--- Data for the task ---

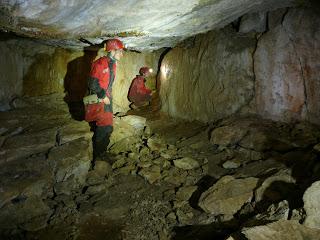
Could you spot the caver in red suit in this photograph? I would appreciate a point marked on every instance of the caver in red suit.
(139, 94)
(102, 75)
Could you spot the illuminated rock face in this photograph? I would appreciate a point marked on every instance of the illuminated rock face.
(211, 80)
(143, 24)
(287, 69)
(227, 72)
(30, 68)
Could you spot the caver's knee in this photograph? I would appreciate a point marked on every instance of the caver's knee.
(103, 132)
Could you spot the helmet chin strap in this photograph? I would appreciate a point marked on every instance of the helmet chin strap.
(111, 57)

---

Directions for this task
In the entries above, copy the lines from the one that contains "Could you spot the helmet" through the last line, exactly as they appear.

Finished exercise
Could you spot the helmet chin strap in this photograph? I would appreciate a point marked on every instance of the helmet chin strap.
(111, 57)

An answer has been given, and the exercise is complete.